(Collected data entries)
____________
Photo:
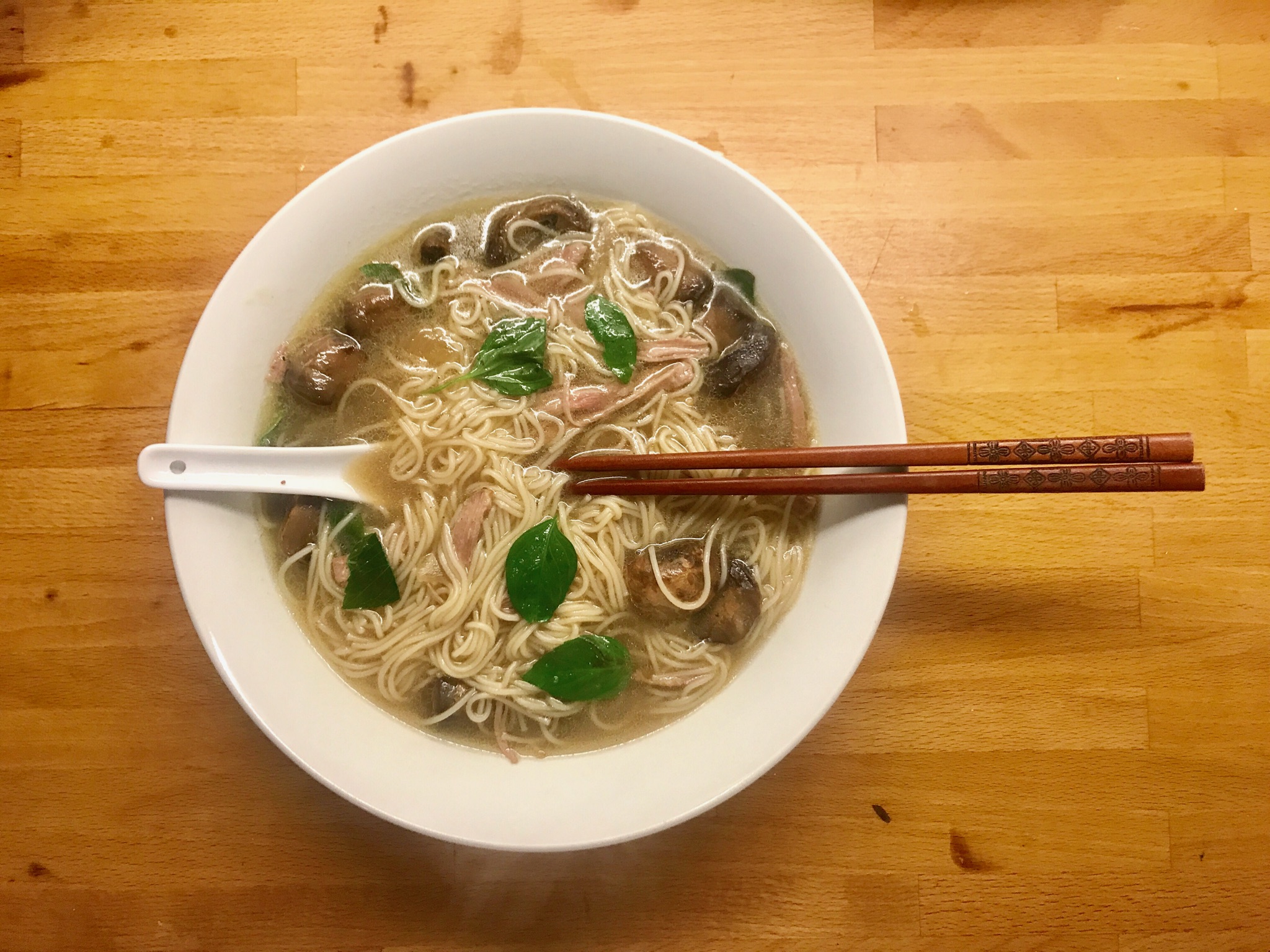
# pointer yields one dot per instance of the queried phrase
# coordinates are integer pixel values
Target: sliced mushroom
(728, 316)
(299, 528)
(435, 243)
(443, 694)
(371, 309)
(730, 615)
(681, 564)
(557, 214)
(323, 368)
(741, 359)
(651, 258)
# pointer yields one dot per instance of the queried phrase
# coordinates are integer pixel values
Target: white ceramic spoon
(305, 471)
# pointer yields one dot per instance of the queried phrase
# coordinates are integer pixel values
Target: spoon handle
(305, 471)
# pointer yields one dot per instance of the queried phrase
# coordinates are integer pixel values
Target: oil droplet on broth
(436, 347)
(371, 477)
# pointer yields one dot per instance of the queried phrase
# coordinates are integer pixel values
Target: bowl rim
(888, 553)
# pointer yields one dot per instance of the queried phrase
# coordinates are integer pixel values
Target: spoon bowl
(303, 471)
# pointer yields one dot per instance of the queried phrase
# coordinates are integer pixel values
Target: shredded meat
(339, 570)
(584, 405)
(794, 404)
(673, 350)
(466, 526)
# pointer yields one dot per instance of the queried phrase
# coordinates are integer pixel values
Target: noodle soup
(474, 596)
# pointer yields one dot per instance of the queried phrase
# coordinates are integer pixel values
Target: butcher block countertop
(1060, 215)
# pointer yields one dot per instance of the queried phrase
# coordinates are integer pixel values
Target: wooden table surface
(1060, 214)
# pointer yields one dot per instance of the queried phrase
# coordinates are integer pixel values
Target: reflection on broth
(475, 597)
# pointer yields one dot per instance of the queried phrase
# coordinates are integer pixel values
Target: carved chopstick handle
(1161, 447)
(1112, 478)
(1145, 448)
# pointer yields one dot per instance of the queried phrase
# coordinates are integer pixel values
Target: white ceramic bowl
(395, 771)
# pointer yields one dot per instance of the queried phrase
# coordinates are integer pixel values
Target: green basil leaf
(610, 327)
(371, 583)
(586, 668)
(540, 568)
(273, 432)
(383, 272)
(520, 337)
(742, 280)
(512, 359)
(353, 531)
(517, 379)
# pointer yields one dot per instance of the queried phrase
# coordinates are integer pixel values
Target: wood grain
(1057, 211)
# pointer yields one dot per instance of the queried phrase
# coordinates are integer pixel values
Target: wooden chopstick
(1156, 448)
(1112, 478)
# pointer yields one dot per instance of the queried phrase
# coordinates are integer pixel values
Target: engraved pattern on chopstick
(1088, 450)
(1066, 479)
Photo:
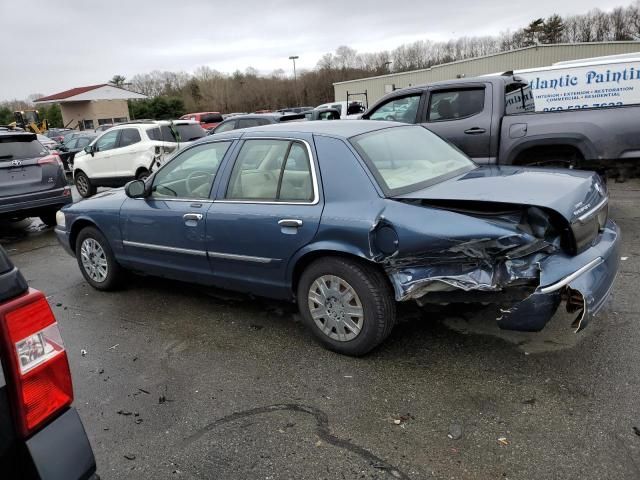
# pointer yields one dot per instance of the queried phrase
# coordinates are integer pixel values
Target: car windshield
(189, 131)
(405, 159)
(12, 148)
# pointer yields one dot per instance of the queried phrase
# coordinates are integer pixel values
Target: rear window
(189, 131)
(406, 159)
(161, 134)
(211, 118)
(16, 148)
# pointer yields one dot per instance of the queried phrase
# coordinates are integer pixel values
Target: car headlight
(60, 219)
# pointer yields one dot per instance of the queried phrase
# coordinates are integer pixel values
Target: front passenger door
(127, 152)
(102, 164)
(165, 233)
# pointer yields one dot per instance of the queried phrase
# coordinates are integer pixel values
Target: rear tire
(96, 260)
(83, 185)
(347, 305)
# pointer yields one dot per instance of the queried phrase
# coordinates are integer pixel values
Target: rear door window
(455, 104)
(108, 141)
(129, 136)
(271, 170)
(403, 109)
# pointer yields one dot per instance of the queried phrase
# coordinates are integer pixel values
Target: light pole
(295, 79)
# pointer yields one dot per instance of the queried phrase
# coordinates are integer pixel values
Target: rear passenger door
(268, 206)
(462, 116)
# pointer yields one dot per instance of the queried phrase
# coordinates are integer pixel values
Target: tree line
(206, 89)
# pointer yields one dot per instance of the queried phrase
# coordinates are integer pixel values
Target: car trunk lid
(570, 193)
(25, 165)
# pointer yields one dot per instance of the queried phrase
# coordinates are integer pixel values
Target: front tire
(83, 185)
(348, 305)
(96, 260)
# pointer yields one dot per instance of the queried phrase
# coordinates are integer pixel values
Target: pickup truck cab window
(403, 109)
(271, 170)
(190, 175)
(455, 104)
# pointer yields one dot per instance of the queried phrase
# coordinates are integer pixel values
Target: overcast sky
(50, 46)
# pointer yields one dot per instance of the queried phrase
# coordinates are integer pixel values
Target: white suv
(130, 150)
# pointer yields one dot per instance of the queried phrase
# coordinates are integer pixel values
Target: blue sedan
(348, 218)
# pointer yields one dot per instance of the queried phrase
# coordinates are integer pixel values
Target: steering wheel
(192, 176)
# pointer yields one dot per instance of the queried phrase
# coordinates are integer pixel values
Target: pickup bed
(41, 435)
(493, 120)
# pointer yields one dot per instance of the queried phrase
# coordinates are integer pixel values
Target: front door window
(190, 174)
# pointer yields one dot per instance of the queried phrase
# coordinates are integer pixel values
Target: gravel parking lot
(177, 381)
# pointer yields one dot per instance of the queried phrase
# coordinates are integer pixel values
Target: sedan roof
(334, 128)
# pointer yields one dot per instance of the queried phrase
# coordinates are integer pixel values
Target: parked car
(207, 120)
(397, 215)
(41, 434)
(67, 151)
(129, 150)
(347, 110)
(32, 180)
(492, 119)
(239, 122)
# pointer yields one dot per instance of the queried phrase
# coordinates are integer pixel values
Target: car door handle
(290, 222)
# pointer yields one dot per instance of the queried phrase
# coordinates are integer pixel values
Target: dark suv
(41, 434)
(32, 180)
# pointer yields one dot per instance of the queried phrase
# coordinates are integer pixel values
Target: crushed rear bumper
(584, 282)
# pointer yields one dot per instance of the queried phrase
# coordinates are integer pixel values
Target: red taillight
(50, 159)
(38, 362)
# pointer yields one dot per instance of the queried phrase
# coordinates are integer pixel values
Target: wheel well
(551, 152)
(310, 257)
(75, 230)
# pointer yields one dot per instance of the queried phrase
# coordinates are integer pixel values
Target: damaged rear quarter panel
(445, 250)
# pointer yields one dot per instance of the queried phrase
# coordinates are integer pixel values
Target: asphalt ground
(177, 381)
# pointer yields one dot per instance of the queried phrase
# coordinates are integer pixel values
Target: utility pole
(295, 78)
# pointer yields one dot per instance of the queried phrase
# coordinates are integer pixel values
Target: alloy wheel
(335, 308)
(94, 260)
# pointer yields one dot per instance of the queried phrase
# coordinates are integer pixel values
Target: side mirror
(135, 189)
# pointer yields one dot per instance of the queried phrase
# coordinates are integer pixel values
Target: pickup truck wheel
(96, 260)
(348, 305)
(554, 163)
(83, 185)
(49, 219)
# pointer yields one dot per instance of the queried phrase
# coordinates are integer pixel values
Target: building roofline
(67, 96)
(440, 65)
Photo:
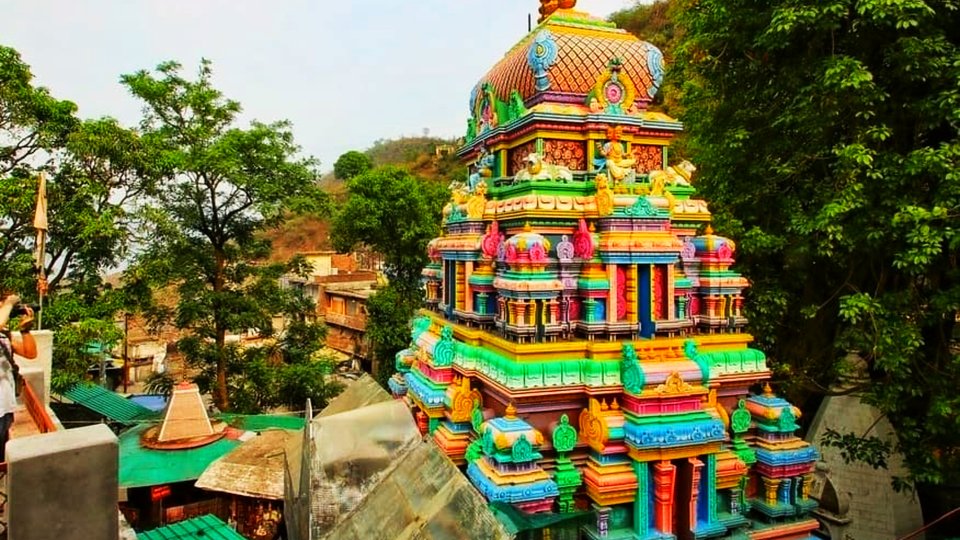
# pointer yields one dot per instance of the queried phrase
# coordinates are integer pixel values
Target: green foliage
(160, 383)
(93, 169)
(395, 214)
(653, 22)
(218, 187)
(73, 356)
(853, 447)
(389, 312)
(351, 164)
(827, 139)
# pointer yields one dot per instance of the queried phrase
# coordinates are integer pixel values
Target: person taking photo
(23, 345)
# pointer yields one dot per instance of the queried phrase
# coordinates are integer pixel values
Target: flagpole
(40, 224)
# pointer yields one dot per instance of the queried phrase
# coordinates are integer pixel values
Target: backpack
(14, 367)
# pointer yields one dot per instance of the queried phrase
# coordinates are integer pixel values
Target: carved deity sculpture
(538, 169)
(620, 168)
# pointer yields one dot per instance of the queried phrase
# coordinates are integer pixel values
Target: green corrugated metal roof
(260, 422)
(208, 527)
(109, 404)
(141, 466)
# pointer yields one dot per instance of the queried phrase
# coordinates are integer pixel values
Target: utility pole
(126, 357)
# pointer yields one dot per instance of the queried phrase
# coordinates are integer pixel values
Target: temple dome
(567, 54)
(712, 244)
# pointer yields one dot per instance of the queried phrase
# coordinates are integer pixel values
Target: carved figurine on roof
(577, 277)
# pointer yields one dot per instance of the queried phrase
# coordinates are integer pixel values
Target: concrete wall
(63, 485)
(875, 509)
(43, 362)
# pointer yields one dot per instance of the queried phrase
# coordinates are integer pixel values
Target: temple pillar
(641, 506)
(805, 487)
(589, 310)
(711, 494)
(784, 491)
(668, 295)
(632, 293)
(665, 474)
(461, 285)
(697, 467)
(468, 290)
(603, 520)
(612, 293)
(770, 486)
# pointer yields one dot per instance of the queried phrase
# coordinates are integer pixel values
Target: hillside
(430, 158)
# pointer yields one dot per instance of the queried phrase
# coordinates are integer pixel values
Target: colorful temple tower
(578, 291)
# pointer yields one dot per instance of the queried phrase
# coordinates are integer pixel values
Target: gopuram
(583, 347)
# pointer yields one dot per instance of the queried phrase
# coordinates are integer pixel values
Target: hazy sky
(344, 72)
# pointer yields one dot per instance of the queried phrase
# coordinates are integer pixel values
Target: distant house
(340, 286)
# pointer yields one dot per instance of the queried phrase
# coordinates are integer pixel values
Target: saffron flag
(40, 224)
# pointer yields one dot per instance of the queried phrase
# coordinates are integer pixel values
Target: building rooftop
(206, 527)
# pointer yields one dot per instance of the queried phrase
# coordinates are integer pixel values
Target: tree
(351, 164)
(827, 140)
(395, 214)
(93, 169)
(652, 22)
(218, 188)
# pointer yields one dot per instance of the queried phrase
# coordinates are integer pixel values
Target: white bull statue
(538, 169)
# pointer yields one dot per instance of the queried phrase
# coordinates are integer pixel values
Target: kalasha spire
(547, 7)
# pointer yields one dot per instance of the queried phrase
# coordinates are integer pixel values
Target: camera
(20, 310)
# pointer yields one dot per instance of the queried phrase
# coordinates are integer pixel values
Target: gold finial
(547, 7)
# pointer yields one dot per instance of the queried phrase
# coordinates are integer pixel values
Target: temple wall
(876, 510)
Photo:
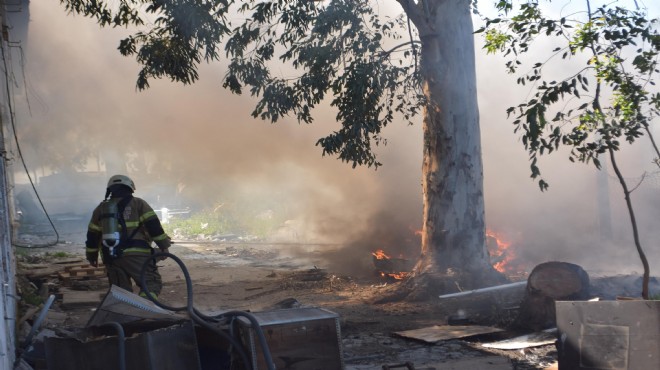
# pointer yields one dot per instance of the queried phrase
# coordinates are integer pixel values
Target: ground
(259, 277)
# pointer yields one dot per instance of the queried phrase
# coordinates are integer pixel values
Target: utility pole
(8, 294)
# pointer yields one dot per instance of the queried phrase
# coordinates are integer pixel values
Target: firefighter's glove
(93, 258)
(163, 250)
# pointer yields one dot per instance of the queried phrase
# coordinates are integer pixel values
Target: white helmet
(123, 180)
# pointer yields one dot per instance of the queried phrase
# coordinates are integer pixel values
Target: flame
(397, 276)
(380, 255)
(400, 275)
(501, 252)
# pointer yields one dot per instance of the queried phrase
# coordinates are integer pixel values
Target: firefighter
(122, 229)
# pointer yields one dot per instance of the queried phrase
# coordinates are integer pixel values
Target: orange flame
(500, 252)
(380, 255)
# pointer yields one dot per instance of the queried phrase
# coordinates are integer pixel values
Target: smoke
(79, 103)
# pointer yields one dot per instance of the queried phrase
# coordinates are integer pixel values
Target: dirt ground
(260, 277)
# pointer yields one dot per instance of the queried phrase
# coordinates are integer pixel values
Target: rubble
(368, 332)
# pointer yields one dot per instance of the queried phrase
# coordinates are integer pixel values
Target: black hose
(204, 320)
(121, 343)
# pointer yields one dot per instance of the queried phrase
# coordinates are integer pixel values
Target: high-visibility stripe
(147, 215)
(130, 224)
(160, 237)
(138, 250)
(144, 295)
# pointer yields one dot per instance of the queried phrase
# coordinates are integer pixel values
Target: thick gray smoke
(199, 142)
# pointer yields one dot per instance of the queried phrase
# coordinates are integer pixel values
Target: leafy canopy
(607, 95)
(291, 55)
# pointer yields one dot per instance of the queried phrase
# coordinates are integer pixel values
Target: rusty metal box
(298, 338)
(172, 347)
(608, 335)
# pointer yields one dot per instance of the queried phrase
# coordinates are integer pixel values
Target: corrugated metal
(8, 268)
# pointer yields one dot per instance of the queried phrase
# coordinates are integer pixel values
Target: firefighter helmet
(123, 180)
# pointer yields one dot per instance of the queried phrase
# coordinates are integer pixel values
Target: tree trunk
(453, 252)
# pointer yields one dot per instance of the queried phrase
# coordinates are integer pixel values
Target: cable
(20, 154)
(204, 320)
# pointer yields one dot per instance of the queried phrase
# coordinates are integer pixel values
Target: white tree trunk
(453, 234)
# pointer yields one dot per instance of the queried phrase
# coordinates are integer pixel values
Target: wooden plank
(477, 363)
(90, 270)
(75, 298)
(437, 333)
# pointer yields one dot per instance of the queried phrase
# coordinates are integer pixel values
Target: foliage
(236, 220)
(614, 56)
(339, 48)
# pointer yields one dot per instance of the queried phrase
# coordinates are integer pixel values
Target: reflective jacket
(137, 214)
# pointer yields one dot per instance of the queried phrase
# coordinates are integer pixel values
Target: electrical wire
(205, 321)
(12, 120)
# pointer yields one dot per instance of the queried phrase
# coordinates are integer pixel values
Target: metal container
(298, 338)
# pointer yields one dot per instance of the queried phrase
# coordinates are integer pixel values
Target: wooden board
(478, 363)
(75, 298)
(437, 333)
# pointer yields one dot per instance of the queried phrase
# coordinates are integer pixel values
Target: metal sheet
(298, 339)
(170, 348)
(541, 338)
(437, 333)
(122, 306)
(609, 335)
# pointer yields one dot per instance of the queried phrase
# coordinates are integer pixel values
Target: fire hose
(204, 320)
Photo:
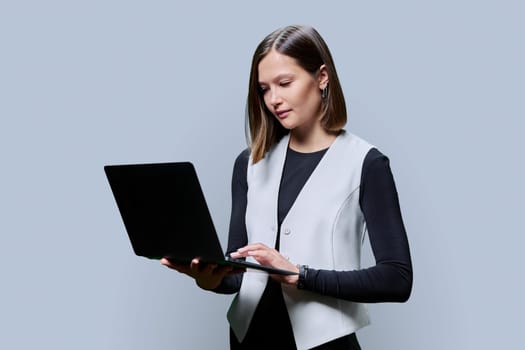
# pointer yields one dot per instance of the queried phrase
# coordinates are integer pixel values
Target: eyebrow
(279, 77)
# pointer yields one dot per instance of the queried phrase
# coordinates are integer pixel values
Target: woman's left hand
(269, 257)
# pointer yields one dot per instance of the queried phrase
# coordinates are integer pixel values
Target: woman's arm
(391, 278)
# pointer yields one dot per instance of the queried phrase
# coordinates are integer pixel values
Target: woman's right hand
(207, 276)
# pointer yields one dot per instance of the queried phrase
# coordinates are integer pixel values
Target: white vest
(324, 229)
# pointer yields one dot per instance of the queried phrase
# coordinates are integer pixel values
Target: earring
(324, 92)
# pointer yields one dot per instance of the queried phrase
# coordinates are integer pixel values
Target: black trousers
(348, 342)
(271, 329)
____________
## EXERCISE DETAILS
The line containing "Target: earring" and every line after it, up to and including the last line of the records, should be reproduced exactly, with nothing else.

## ANSWER FOR THIS EXERCISE
Target: earring
(324, 92)
# pointer yields one dot per instance of the queried phrase
# coordinates are integer pixel values
Target: black trousers
(348, 342)
(271, 329)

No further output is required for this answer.